* _Tarea asignada A_
Enumera todas las palabras del pasaje sobre las decisiones en la pandemia que terminan exactamente en «-ión».
* _Tarea asignada B_
Traduce al inglés la oración «Es difícil saberlo, pero es un debate que debería tenerse.», tomada del pasaje sobre las decisiones en la pandemia.
* _Tarea asignada C_
Devuelve, copiado tal cual, el fragmento del pasaje sobre las decisiones en la pandemia que empieza con las palabras que contienen "Todo esto cuestiona" y acaba con "Conclusión: ¿Hacia dónde vamos?".

* _Pasaje proporcionado_
--

Todo esto cuestiona la legitimidad de tomar decisiones de tal calado sin debate público previo. ¿Habrían aprobado los ciudadanos, de haber sido consultados, este esquema de inmunidad a cambio de rapidez? Es difícil saberlo, pero es un debate que debería tenerse. La pandemia mostró que la toma de decisiones en situaciones de crisis tiende a concentrarse en el Poder Ejecutivo, a veces sacrificando controles habituales. Una lección democrática es que incluso en emergencias debe haber mecanismos de control y participación adecuados, para que las medidas excepcionales no deriven en abuso de poder ni en favoritismos hacia intereses particulares.
Conclusión: ¿Hacia dónde vamos?

--

[Elementos almacenados de una colección]
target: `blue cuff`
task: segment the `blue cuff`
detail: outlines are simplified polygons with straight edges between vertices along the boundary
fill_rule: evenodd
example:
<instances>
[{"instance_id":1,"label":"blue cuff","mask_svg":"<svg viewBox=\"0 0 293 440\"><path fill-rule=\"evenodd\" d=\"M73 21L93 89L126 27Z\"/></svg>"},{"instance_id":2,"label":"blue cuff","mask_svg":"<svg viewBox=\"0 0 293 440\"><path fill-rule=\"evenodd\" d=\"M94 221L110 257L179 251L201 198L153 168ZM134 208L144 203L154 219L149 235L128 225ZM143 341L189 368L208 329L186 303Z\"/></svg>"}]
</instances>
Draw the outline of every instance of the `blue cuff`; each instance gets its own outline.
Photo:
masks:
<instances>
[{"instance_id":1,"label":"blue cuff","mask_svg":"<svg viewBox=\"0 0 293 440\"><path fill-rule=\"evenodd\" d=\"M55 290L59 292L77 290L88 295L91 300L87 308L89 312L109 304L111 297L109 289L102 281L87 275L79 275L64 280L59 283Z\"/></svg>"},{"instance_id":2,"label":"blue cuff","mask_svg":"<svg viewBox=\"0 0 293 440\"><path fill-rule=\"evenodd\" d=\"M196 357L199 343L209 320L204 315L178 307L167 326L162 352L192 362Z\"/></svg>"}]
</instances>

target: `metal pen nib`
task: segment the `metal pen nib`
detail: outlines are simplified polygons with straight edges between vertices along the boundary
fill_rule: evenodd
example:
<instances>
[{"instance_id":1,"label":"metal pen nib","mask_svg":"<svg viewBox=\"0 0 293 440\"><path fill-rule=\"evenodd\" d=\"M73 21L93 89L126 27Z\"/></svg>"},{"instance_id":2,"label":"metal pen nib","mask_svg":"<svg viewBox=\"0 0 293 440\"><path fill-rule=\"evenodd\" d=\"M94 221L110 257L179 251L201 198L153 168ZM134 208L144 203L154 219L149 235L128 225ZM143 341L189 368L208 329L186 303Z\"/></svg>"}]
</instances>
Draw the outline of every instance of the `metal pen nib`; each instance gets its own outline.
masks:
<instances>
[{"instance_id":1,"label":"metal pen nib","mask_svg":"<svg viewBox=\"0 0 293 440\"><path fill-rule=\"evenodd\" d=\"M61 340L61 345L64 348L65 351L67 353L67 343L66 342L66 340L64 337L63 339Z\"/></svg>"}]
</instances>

--

* _Respuesta A_
lección, participación, Conclusión

* _Respuesta B_
It is hard to know, but it is a debate that should be had.

* _Respuesta C_
Todo esto cuestiona la legitimidad de tomar decisiones de tal calado sin debate público previo. ¿Habrían aprobado los ciudadanos, de haber sido consultados, este esquema de inmunidad a cambio de rapidez? Es difícil saberlo, pero es un debate que debería tenerse. La pandemia mostró que la toma de decisiones en situaciones de crisis tiende a concentrarse en el Poder Ejecutivo, a veces sacrificando controles habituales. Una lección democrática es que incluso en emergencias debe haber mecanismos de control y participación adecuados, para que las medidas excepcionales no deriven en abuso de poder ni en favoritismos hacia intereses particulares.
Conclusión: ¿Hacia dónde vamos?